Syndrome québécois et mal canadien (1981)
Introduction


Une édition électronique réalisée à partir du livre de M. Gérard Bergeron (1922-2002)Syndrome québécois et mal canadien. Québec: Les Presses de l'Université Laval, 1981, 297 pp. [Autorisation formelle accordée, le 12 avril 2005, par Mme Suzane Patry-Bergeron, épouse de feu M. Gérard Bergeron, propriétaire des droits d'auteur des ouvres de M. Gérard Bergeron]

Introduction

À M. Paul-M. Lemaire de Hull, qui m’avait écrit, via Le Devoir du 30 novembre 1979, pour me reprocher le langage de « la froide et minutieuse analyse », J’avais répondu dans le même journal du 7 décembre 1979 par l’article suivant, intitulé « Le cri du cœur qui a ses raisons ». Il me semble opportunément introduire à ce recueil de textes et à la conclusion inédite qui suit. 

VOTRE RÉCENTE LETTRE au Devoir est toute vibrante d’une déception que vous semblez libérer. Bien que consentant à accorder quelque utilité à ce que je fais, vous souhaiteriez que je dépasse « la froide et minutieuse analyse » pour appuyer carrément le programme indépendantiste du Parti québécois. Observons d’abord, pour n’y plus revenir, qu’un autre correspondant, tout autant désappointé, aurait pu déplorer aussi que je ne m’emploie pas à soutenir le programme fédéraliste du Parti libéral du Québec.

****************

Consignes à suivre:
• A. D'après l'introduction de Syndrome québécois et mal canadien, quel titre portait l'article de réponse paru dans Le Devoir ?
• B. Écrivez la suite de l'introduction de Syndrome québécois et mal canadien, en partant de sa dernière phrase.

(Relevés de pointage d'objets nommés)

****************

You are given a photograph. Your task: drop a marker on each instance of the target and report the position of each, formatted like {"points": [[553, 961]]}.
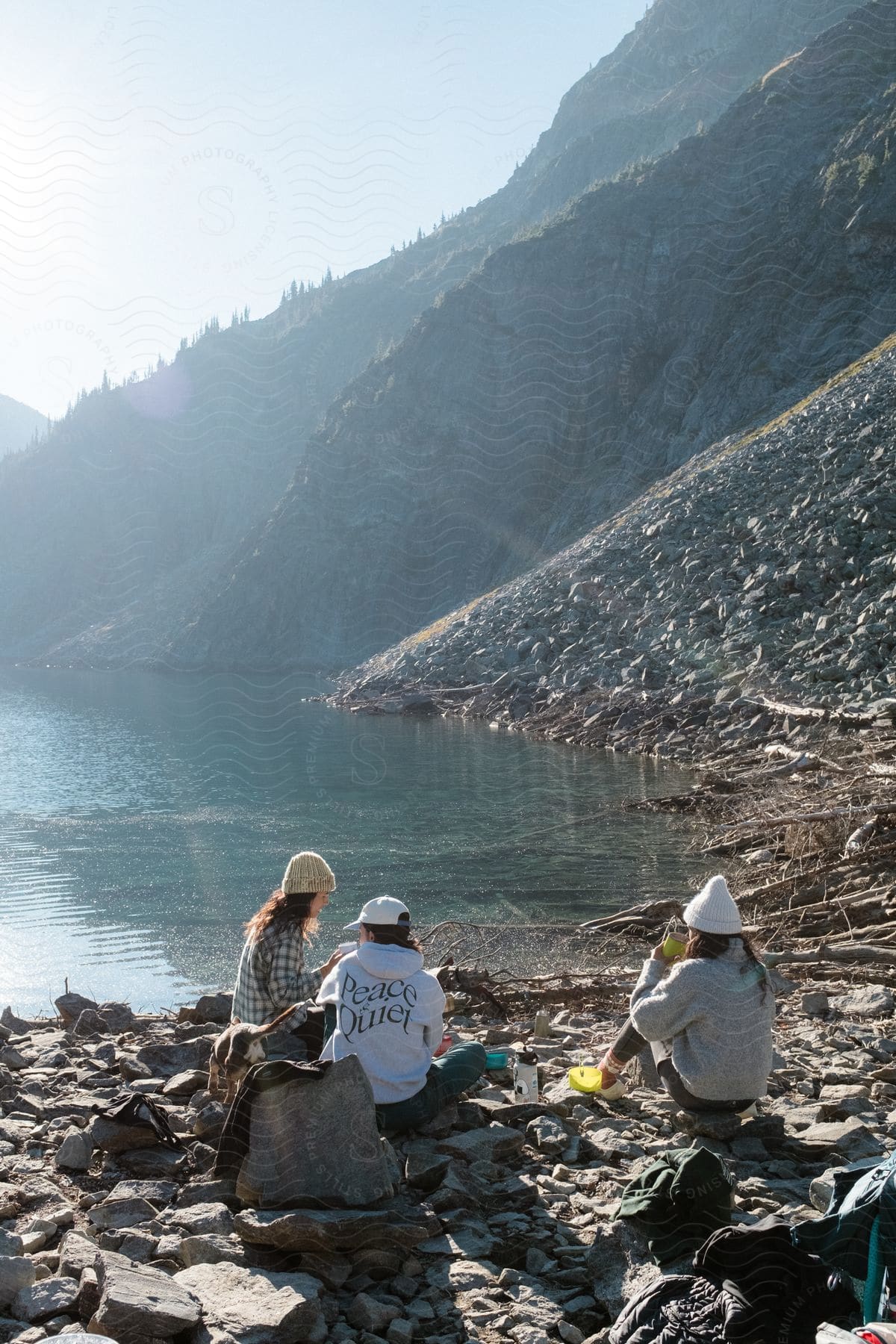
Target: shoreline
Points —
{"points": [[503, 1216], [797, 801]]}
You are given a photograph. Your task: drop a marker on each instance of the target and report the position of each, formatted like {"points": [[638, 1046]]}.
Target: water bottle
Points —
{"points": [[526, 1075]]}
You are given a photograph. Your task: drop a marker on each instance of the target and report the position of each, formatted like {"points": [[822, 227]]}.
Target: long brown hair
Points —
{"points": [[394, 936], [281, 909], [711, 945]]}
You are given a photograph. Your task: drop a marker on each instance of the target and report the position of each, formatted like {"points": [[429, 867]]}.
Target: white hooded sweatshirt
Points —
{"points": [[388, 1012]]}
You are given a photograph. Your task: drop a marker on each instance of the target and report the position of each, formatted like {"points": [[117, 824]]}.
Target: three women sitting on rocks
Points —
{"points": [[709, 1021]]}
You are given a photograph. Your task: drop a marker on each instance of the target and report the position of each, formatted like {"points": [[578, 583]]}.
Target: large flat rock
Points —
{"points": [[339, 1229], [252, 1304], [137, 1303], [492, 1144]]}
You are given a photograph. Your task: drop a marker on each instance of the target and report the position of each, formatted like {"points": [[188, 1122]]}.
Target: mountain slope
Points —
{"points": [[18, 425], [766, 564], [213, 441], [660, 314]]}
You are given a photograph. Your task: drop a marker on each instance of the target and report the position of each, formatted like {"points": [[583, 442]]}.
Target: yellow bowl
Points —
{"points": [[585, 1078]]}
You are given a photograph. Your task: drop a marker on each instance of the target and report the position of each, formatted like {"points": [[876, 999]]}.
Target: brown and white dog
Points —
{"points": [[238, 1048]]}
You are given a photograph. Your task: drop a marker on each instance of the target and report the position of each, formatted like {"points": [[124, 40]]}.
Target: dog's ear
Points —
{"points": [[238, 1046]]}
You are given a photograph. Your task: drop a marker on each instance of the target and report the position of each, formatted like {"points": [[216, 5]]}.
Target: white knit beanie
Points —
{"points": [[714, 910], [307, 873]]}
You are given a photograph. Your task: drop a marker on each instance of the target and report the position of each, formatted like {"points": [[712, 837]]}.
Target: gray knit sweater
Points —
{"points": [[718, 1019]]}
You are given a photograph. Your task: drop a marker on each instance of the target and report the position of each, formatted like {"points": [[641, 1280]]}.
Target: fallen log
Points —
{"points": [[862, 953], [815, 714], [797, 761], [640, 915]]}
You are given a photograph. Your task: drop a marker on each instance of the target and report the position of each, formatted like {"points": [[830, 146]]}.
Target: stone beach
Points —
{"points": [[503, 1222]]}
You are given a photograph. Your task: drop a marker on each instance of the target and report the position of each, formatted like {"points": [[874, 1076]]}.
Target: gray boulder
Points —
{"points": [[139, 1303], [74, 1152], [16, 1273], [50, 1297], [72, 1006], [252, 1304]]}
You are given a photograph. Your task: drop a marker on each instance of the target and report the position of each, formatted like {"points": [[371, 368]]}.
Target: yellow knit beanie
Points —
{"points": [[307, 871]]}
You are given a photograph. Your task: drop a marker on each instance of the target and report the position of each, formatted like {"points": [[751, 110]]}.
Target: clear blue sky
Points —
{"points": [[161, 163]]}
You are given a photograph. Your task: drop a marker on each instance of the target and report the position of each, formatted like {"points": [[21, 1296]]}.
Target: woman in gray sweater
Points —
{"points": [[709, 1021]]}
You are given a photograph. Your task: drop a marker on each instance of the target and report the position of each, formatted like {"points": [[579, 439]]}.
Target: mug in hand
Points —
{"points": [[675, 941]]}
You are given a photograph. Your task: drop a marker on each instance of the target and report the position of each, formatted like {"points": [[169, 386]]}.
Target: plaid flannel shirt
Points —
{"points": [[272, 976]]}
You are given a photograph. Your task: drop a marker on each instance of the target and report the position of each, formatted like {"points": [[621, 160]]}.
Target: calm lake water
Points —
{"points": [[144, 819]]}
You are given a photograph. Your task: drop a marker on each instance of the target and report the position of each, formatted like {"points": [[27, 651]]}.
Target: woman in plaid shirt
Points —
{"points": [[272, 968]]}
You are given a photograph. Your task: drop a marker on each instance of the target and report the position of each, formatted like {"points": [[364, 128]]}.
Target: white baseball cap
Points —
{"points": [[382, 910]]}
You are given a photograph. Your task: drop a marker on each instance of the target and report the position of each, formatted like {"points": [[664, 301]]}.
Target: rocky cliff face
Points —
{"points": [[659, 315], [111, 532], [765, 564], [19, 425]]}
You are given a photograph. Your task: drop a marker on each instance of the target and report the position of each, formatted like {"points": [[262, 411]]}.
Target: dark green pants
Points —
{"points": [[449, 1075]]}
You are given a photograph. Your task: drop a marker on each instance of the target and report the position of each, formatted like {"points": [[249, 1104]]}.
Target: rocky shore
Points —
{"points": [[503, 1223]]}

****************

Réponses par tâche:
• A. « Le cri du cœur qui a ses raisons ».

• B.
Cette règle stricte, que je m’impose d’être en dehors de la mêlée pour mieux l’analyser, je ne la prescris pas aux autres. Je ne me l’impose même pas à moi-même dans ma vie de « citoyen bien ordinaire ». Comme tout un chacun j'approuve parfois, je m'indigne souvent et aurais plutôt tendance à rouspéter tout le temps ; surtout je vote toujours, et hélas! avec la trop fréquente conscience du « moindre mal ». 

Mais quand je fais acte public d’écrire, dans le prolongement d’un métier de recherche et d’enseignement, je me tiens en bride. Je souhaite, que cet acte ne serve pas que d’exutoire à mes préférences et mes valeurs, à mes préjugés et mes humeurs. Ce type de témoignage n’a toujours qu’un intérêt très circonscrit : celui de l’expression d’un homme parmi six millions d’autres qui, l’espace d’un moment, fait acte de présence sur l’une des lignes ouvertes de la foire permanente aux opinions. Je n’estime pas que ma propre opinion soit d’intérêt public.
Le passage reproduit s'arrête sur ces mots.